━━━ Task inputs ━━━

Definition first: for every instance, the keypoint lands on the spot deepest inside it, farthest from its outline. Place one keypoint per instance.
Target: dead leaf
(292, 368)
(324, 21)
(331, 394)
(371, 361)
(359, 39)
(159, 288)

━━━

• **Aim of the exercise**: Reproduce each line of the records above without any changes.

• **Task result**:
Definition first: for every instance, the keypoint lands on the spot deepest inside it, farthest from its outline. Place one keypoint per instance.
Target: dead leaf
(292, 368)
(324, 21)
(331, 394)
(371, 361)
(359, 39)
(159, 288)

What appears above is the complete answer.